From this vantage, Seven Psalms might initially scan as another wistful, self-referential entry in the growing canon of late-era releases from master songwriters contemplating the end of their journeys. But that characterization belies how singular, surreal, and occasionally funny Seven Psalms can be. There’s a bluesy movement titled “My Professional Opinion,” in which Simon assumes the role of the wise old poet mulling over his weighty subject matter; eventually he cracks a joke about cows and cuts through the austerity like a nervous host gathering guests from the funeral to the afterparty: “What in the world are we whispering for?”
Here is where we might expect the orchestra to come in—or, you know, the djembe or jazz band or choir. Instead we get a quick blast of harmonica and a low, grinding drone—as if a country ensemble were passing in a slow-moving truck. The effect is jarring, adding an eerie sense of dynamics, like the dreams where you try to raise your voice but can’t make a sound. With only a few instrumental accompaniments (strings, flute, an instrument called “theorbo”) and guest vocals from Edie Brickell and British a cappella group Voces8, it is easily the most solitary record Simon has made since his early solo work. The restraint is the point; just as he’s found inspiration in wide-ranging rhythms and textures from around the world, he now seems thrilled by just how much quiet he can conjure.
━━━
*EXERCISE SET:*
[1] From the review of Seven Psalms, list every item the writer says we might expect to come in at the point described by the sentence beginning "Here is where we might expect."
[2] Repeat the passage of the Seven Psalms review from "Here is where" up to and including "he can conjure.", keeping every word and mark unchanged.

*PROVIDED DATA:*
━━━
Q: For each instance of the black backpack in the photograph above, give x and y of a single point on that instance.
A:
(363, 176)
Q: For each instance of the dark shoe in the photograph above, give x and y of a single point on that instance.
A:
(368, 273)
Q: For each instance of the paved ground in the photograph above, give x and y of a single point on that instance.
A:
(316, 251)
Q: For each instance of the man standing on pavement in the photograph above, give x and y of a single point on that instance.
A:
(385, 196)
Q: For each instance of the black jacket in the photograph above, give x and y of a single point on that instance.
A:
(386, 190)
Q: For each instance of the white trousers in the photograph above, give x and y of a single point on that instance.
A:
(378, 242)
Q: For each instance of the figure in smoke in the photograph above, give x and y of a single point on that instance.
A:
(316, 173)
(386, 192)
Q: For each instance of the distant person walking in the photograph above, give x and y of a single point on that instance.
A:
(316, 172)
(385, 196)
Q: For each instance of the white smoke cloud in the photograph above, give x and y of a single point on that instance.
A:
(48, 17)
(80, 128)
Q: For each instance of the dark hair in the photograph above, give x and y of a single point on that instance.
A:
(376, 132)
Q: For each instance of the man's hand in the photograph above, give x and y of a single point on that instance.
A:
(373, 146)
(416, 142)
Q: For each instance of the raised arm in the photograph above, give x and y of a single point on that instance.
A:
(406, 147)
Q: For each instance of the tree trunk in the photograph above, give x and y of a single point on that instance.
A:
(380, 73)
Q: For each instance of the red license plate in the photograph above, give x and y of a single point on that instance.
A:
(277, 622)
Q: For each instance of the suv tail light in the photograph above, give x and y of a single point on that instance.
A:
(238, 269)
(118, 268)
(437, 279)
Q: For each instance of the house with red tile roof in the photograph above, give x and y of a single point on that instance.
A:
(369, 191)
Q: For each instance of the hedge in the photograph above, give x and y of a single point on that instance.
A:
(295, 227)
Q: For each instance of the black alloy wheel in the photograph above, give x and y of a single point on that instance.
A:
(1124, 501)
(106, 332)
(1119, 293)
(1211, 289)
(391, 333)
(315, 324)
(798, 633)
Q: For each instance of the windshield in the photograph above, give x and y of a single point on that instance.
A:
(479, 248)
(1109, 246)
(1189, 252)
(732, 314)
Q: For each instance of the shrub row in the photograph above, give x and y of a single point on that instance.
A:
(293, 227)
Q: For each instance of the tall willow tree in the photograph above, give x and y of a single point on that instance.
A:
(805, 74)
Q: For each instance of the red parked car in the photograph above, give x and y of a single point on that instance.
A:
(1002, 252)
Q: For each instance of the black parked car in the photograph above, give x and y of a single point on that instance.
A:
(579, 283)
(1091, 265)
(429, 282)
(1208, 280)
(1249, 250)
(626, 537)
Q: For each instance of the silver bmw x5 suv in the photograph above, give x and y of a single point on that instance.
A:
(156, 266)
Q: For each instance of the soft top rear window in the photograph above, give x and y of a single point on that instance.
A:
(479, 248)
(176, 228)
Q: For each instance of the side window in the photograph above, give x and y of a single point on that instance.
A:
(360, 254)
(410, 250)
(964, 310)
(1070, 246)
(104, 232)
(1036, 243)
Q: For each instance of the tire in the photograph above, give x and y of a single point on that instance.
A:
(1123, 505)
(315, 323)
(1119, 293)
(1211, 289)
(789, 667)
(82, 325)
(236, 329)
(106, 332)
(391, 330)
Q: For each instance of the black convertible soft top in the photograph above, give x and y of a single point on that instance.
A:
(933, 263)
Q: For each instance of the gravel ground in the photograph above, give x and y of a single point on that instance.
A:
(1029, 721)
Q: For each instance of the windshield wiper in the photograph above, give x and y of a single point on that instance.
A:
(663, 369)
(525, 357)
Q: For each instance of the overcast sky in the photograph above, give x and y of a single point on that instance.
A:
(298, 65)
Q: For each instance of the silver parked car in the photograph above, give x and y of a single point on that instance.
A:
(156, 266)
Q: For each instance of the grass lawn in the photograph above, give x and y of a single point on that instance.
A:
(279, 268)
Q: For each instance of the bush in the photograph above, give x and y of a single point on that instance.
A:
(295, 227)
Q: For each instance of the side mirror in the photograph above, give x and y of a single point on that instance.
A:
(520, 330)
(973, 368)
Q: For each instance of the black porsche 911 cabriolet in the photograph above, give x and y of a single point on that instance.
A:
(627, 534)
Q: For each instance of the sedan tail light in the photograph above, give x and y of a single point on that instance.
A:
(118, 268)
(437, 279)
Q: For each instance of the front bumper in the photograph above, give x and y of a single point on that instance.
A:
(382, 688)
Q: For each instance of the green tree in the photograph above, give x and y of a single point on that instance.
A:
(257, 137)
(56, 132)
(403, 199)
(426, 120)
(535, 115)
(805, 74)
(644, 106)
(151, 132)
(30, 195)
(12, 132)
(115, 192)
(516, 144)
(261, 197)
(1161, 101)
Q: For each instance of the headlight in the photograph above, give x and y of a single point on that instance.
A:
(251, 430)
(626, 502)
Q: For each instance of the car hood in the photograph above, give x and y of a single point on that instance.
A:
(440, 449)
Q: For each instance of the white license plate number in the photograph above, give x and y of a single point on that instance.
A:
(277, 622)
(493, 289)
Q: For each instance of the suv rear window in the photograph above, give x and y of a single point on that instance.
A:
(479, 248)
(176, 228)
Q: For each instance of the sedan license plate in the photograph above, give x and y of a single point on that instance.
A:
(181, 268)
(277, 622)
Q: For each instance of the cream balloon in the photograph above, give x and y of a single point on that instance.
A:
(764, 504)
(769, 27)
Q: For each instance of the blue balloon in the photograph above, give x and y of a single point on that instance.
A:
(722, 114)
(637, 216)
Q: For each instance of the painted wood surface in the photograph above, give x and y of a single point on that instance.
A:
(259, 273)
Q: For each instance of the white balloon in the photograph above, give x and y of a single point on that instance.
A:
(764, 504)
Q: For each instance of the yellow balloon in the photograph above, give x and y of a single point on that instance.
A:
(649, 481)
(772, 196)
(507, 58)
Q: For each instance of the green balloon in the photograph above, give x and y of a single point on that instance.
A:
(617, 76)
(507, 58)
━━━
*ANSWERS TO THIS EXERCISE:*
[1]
- the orchestra
- the djembe
- jazz band
- choir

[2]
Here is where we might expect the orchestra to come in—or, you know, the djembe or jazz band or choir. Instead we get a quick blast of harmonica and a low, grinding drone—as if a country ensemble were passing in a slow-moving truck. The effect is jarring, adding an eerie sense of dynamics, like the dreams where you try to raise your voice but can’t make a sound. With only a few instrumental accompaniments (strings, flute, an instrument called “theorbo”) and guest vocals from Edie Brickell and British a cappella group Voces8, it is easily the most solitary record Simon has made since his early solo work. The restraint is the point; just as he’s found inspiration in wide-ranging rhythms and textures from around the world, he now seems thrilled by just how much quiet he can conjure.